### Work item
What you give back must match the records below word for word.

::: Study material :::

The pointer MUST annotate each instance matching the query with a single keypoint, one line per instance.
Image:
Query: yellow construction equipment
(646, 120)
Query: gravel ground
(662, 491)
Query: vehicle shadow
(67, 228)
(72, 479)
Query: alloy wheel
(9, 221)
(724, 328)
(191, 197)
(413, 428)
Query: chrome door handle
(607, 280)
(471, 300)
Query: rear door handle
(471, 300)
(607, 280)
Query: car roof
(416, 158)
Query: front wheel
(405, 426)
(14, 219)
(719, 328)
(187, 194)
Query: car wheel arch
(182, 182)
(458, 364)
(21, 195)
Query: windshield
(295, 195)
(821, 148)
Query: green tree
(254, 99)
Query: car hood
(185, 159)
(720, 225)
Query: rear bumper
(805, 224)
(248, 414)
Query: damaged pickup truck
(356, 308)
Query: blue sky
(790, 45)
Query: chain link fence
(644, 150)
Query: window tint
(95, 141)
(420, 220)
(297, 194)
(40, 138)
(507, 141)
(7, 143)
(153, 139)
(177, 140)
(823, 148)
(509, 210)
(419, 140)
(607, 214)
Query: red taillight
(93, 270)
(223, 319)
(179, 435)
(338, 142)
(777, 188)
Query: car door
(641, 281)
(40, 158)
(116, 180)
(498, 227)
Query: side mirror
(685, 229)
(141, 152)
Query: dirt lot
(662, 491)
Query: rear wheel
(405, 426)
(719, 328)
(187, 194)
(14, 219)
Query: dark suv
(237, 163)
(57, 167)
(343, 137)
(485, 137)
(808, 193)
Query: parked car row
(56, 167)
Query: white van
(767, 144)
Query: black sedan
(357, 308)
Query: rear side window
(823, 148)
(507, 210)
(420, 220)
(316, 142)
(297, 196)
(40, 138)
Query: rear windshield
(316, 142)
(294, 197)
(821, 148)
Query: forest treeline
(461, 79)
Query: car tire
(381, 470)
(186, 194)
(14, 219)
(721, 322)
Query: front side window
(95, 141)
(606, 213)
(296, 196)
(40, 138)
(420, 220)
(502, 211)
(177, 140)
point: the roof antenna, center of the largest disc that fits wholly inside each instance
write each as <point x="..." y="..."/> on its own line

:::

### Exercise answer
The pointer MUST annotate each instance matching the query with a single keypoint, one line per instance.
Image:
Query: yellow construction equipment
(646, 120)
Query: gravel ground
(662, 491)
Query: vehicle shadow
(67, 228)
(72, 479)
Query: alloy wheel
(9, 221)
(724, 328)
(191, 197)
(413, 428)
Query: chrome door handle
(607, 280)
(471, 300)
Query: rear door handle
(471, 300)
(607, 280)
Query: car roof
(416, 158)
Query: front wheel
(405, 426)
(14, 219)
(719, 328)
(187, 194)
Query: car wheel arch
(182, 182)
(458, 364)
(21, 195)
Query: windshield
(295, 195)
(821, 148)
Query: green tree
(254, 99)
Query: car hood
(185, 159)
(720, 225)
Query: rear bumper
(805, 224)
(248, 414)
Query: damaged pickup truck
(356, 308)
Query: blue sky
(790, 45)
Query: chain link fence
(644, 150)
Query: window tint
(95, 141)
(420, 220)
(297, 194)
(40, 138)
(507, 141)
(7, 143)
(153, 139)
(177, 140)
(823, 148)
(509, 210)
(419, 140)
(607, 214)
Query: red taillight
(93, 270)
(223, 319)
(179, 435)
(338, 142)
(777, 188)
Query: car door
(641, 281)
(40, 158)
(116, 180)
(498, 227)
Query: side mirror
(685, 229)
(141, 152)
Query: dirt lot
(662, 491)
Query: rear wheel
(405, 426)
(719, 328)
(187, 194)
(14, 219)
Query: dark suv
(237, 163)
(57, 167)
(343, 137)
(485, 137)
(808, 193)
Query: parked car row
(56, 167)
Query: white van
(767, 144)
Query: black sedan
(357, 308)
Query: rear side window
(823, 148)
(507, 210)
(420, 220)
(316, 142)
(297, 196)
(40, 138)
Query: rear windshield
(316, 142)
(294, 197)
(821, 148)
Query: forest treeline
(461, 79)
Query: car tire
(381, 470)
(186, 194)
(14, 219)
(721, 322)
Query: front side window
(95, 141)
(606, 213)
(296, 196)
(40, 138)
(420, 220)
(502, 211)
(177, 140)
point: the roof antenna, center of the largest disc that fits wholly inside each instance
write each as <point x="..." y="..."/> on its own line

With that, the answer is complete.